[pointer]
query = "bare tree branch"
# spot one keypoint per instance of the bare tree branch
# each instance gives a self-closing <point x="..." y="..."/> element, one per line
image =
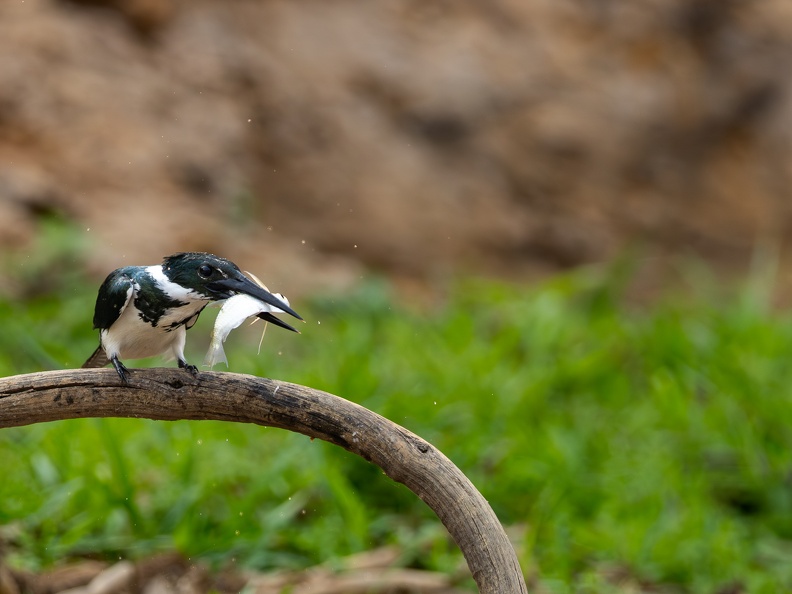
<point x="173" y="394"/>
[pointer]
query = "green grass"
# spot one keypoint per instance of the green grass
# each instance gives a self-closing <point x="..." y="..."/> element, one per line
<point x="649" y="442"/>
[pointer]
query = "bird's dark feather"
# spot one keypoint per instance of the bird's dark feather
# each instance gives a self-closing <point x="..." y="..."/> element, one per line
<point x="114" y="295"/>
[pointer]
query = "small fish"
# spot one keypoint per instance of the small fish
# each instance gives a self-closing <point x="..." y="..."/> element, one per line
<point x="236" y="310"/>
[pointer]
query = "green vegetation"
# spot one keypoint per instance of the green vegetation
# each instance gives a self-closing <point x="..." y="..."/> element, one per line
<point x="620" y="443"/>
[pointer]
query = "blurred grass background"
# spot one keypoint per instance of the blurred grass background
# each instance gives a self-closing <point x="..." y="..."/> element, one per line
<point x="624" y="445"/>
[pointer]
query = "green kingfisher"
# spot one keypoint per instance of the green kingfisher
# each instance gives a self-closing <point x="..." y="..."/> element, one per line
<point x="142" y="311"/>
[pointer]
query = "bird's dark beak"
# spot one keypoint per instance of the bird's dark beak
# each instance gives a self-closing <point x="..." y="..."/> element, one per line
<point x="228" y="287"/>
<point x="272" y="319"/>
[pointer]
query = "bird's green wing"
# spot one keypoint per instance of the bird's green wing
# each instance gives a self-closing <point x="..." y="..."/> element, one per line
<point x="114" y="295"/>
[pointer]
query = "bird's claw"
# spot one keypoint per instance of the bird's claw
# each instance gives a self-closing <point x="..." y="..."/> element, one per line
<point x="121" y="369"/>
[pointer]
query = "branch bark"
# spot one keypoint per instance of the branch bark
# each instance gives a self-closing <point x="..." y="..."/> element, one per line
<point x="173" y="394"/>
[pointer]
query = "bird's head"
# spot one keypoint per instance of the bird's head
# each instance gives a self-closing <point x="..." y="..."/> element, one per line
<point x="216" y="278"/>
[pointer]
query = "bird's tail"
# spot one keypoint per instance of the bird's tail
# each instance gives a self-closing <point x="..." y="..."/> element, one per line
<point x="98" y="359"/>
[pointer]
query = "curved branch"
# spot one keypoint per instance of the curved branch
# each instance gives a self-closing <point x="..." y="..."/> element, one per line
<point x="172" y="394"/>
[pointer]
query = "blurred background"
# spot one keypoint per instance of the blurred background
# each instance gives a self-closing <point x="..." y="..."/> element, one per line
<point x="548" y="236"/>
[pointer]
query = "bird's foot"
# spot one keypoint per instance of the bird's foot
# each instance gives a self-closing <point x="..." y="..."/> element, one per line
<point x="121" y="369"/>
<point x="191" y="368"/>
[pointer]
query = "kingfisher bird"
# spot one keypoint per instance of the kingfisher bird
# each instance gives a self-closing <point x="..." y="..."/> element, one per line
<point x="142" y="311"/>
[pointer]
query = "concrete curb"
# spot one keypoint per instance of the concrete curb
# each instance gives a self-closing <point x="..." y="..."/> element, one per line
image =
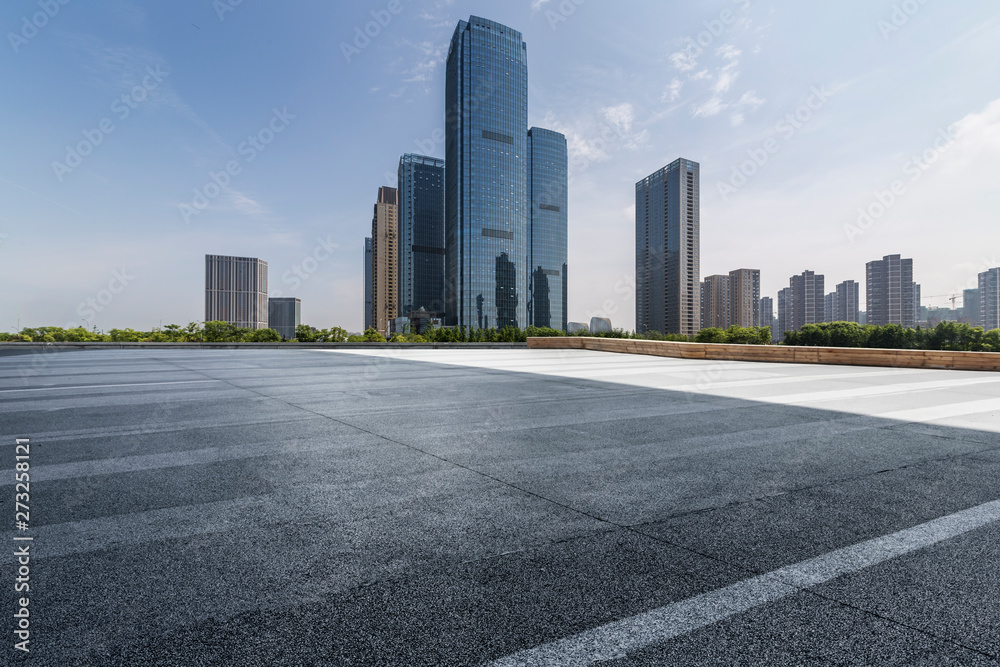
<point x="27" y="348"/>
<point x="846" y="356"/>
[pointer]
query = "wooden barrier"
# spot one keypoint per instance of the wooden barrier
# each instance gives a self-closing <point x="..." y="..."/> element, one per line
<point x="846" y="356"/>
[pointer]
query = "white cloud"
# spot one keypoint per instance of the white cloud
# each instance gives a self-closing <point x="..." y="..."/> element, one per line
<point x="710" y="108"/>
<point x="673" y="91"/>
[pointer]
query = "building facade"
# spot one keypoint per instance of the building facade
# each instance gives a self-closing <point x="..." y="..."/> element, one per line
<point x="715" y="292"/>
<point x="547" y="182"/>
<point x="236" y="291"/>
<point x="767" y="315"/>
<point x="744" y="298"/>
<point x="385" y="257"/>
<point x="891" y="295"/>
<point x="970" y="307"/>
<point x="989" y="299"/>
<point x="284" y="314"/>
<point x="368" y="283"/>
<point x="667" y="250"/>
<point x="421" y="234"/>
<point x="486" y="178"/>
<point x="847" y="304"/>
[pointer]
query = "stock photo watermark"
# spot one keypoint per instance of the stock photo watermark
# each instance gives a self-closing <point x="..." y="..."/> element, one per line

________________________________________

§ Exercise prompt: In the copy, include no pictures; everything else in the material should be written out exactly.

§ Finished exercise:
[pointer]
query = "bare tree branch"
# spot one keypoint per instance of the bare tree branch
# each instance gives a self-closing <point x="..." y="..."/> element, one per line
image =
<point x="173" y="394"/>
[pointer]
query = "green grass"
# spot one keypoint per instance of the green grass
# each instance gives a self-closing <point x="..." y="..."/> element, one per line
<point x="649" y="442"/>
[pointer]
query = "bird's dark feather"
# spot one keypoint per instance of the bird's dark feather
# each instance gives a self-closing <point x="..." y="..."/> element, one per line
<point x="114" y="295"/>
[pointer]
query = "small fish"
# spot one keypoint per instance of the small fish
# each instance gives a self-closing <point x="..." y="..."/> element, one per line
<point x="236" y="310"/>
[pointer]
query = "green vegetation"
# spot one keypoint per instance of the green vegetation
# each instance gives a self-closing <point x="..." y="..."/> element, one per line
<point x="620" y="443"/>
[pointer]
query = "blurred grass background"
# spot one keypoint per instance of the blurred grass background
# each instance gives a self-closing <point x="..." y="..."/> element, one per line
<point x="624" y="445"/>
[pointer]
query = "green kingfisher"
# spot one keypoint per instance of the green kingfisher
# each instance gives a self-closing <point x="..." y="..."/> element, one per line
<point x="142" y="311"/>
[pointer]
query = "bird's dark beak"
# spot one keypoint per instance of the bird's dark beak
# each instance gives a self-closing <point x="..." y="..."/> element, one per line
<point x="228" y="287"/>
<point x="272" y="319"/>
[pointer]
query = "bird's green wing"
# spot one keypoint per instance of the bird's green wing
# each instance gives a self-closing <point x="..." y="..."/> element, one per line
<point x="114" y="295"/>
[pointer]
query = "bird's claw"
# spot one keypoint per instance of the bird's claw
# each instance gives a self-closing <point x="..." y="..."/> element, one per line
<point x="121" y="369"/>
[pointer]
query = "branch bark"
# spot one keypoint per instance of the branch bark
# each instance gives a self-closing <point x="..." y="..."/> element, one per line
<point x="173" y="394"/>
[pointer]
query = "bird's head"
# spot one keypoint per instance of the bird's head
# each instance gives a self-closing <point x="..." y="..."/> element, one per line
<point x="216" y="278"/>
[pointer]
query = "bird's tail"
# spot one keypoint per instance of the bird's tail
# each instance gives a self-closing <point x="..." y="..."/> element, one per line
<point x="98" y="359"/>
[pointer]
query = "curved branch"
# spot one keypoint per instance of the curved branch
# each instance gives a self-closing <point x="..." y="..."/> element, one per line
<point x="172" y="394"/>
[pointer]
query = "blurred background"
# spot one keypoint per instance of the blurred background
# each instance gives a self-closing <point x="..." y="..."/> element, one per line
<point x="548" y="236"/>
[pointer]
query = "bird's foot"
# spot one keypoint per instance of the bird's foot
# each instance gives a self-closing <point x="..." y="..."/> element, one per line
<point x="121" y="369"/>
<point x="191" y="368"/>
[pointer]
query = "kingfisher bird"
# spot one keypoint per instance of the kingfisher bird
# each instance gives a self-closing <point x="..." y="..."/> element, one per line
<point x="142" y="311"/>
[pointer]
query = "concrete curb"
# spot one keypoint per instance of the concrete curb
# each instance gives a self-closing <point x="..." y="..."/> element, one per line
image =
<point x="27" y="348"/>
<point x="846" y="356"/>
[pointer]
query = "wooden barrier"
# spot one keypoint per instance of the wooden barrier
# each instance gives a self-closing <point x="..." y="..."/> element, one per line
<point x="846" y="356"/>
[pointer]
query = "white cloud"
# spot one keypoint per instance of the white cloud
# each instance gives a self-closing <point x="..." y="..."/> element, one per line
<point x="710" y="108"/>
<point x="673" y="91"/>
[pointer]
query = "building facade"
# spot one keypoint per instance of the building facade
# each instance gives a self-closing <point x="..." y="..."/> element, one per line
<point x="715" y="292"/>
<point x="547" y="182"/>
<point x="236" y="291"/>
<point x="767" y="315"/>
<point x="744" y="298"/>
<point x="385" y="257"/>
<point x="891" y="295"/>
<point x="970" y="307"/>
<point x="989" y="299"/>
<point x="284" y="314"/>
<point x="368" y="283"/>
<point x="667" y="250"/>
<point x="421" y="234"/>
<point x="486" y="178"/>
<point x="847" y="304"/>
[pointer]
query = "stock photo watermark"
# spot one keypoint per instance of the stock photo watermark
# each instance gives a self-closing <point x="..." y="..."/> element, one per line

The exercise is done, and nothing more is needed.